> **Set task**: Rewrite the records from the line containing "of the metal" through the end of the records, requests included, and shift every coordinate in the answers by -54.

> **Input data**:
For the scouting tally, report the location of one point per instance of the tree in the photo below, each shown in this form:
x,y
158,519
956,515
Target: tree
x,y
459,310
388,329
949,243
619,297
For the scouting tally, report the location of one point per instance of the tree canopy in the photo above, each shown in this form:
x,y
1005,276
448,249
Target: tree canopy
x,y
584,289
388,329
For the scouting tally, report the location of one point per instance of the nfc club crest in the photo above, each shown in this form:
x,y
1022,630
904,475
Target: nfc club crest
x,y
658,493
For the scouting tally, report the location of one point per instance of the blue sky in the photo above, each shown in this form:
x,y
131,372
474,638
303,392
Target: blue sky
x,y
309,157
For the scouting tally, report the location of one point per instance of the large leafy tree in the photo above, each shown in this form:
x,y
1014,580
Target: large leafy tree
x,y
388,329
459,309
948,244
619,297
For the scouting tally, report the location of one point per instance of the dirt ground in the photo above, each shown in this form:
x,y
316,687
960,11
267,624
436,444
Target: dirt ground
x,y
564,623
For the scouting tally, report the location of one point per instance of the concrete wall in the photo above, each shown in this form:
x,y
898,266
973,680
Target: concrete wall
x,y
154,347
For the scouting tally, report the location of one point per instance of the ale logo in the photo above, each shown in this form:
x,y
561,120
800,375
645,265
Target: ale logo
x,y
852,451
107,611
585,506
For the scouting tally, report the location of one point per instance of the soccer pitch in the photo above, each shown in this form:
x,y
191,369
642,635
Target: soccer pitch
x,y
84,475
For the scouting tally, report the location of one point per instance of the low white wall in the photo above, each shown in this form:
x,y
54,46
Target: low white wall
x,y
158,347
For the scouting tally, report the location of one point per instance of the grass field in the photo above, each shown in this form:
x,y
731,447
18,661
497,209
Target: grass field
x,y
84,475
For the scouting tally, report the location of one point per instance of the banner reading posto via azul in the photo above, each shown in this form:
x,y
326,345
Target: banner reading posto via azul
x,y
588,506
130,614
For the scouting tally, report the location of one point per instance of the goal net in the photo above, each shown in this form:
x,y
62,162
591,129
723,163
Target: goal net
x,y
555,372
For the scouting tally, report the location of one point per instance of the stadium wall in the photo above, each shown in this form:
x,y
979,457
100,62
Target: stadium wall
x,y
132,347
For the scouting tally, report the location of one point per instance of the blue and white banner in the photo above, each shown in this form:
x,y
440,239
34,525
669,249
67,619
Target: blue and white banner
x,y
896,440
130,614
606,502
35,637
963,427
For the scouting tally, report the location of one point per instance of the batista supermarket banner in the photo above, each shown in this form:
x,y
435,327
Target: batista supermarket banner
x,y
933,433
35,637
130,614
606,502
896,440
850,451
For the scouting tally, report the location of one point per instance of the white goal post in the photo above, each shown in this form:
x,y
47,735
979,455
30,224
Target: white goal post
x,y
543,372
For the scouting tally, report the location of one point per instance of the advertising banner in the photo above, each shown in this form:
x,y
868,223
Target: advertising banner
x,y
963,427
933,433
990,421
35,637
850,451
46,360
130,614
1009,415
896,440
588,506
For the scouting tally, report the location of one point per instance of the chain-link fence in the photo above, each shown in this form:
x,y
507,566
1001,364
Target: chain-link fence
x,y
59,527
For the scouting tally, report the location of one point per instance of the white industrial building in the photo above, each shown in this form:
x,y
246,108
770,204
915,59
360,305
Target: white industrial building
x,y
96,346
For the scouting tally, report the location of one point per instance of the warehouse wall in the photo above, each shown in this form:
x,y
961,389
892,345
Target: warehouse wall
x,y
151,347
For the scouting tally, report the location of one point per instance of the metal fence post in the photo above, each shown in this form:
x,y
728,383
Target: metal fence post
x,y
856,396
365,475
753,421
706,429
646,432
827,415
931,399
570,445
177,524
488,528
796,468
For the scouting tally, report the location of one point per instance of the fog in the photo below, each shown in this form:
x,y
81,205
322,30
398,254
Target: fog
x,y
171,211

> **Final result**:
For the scouting tally, report the location of one point per instance of the metal fence post in the photo above, each shown in this form:
x,y
728,383
Target: metal fence post
x,y
802,342
311,421
699,367
652,375
592,378
773,361
877,345
516,391
123,470
434,474
742,414
For the scouting tally, report the location of one point per instance of the fog in the photo below, each shown in this form:
x,y
81,205
322,30
398,254
Target: fog
x,y
117,157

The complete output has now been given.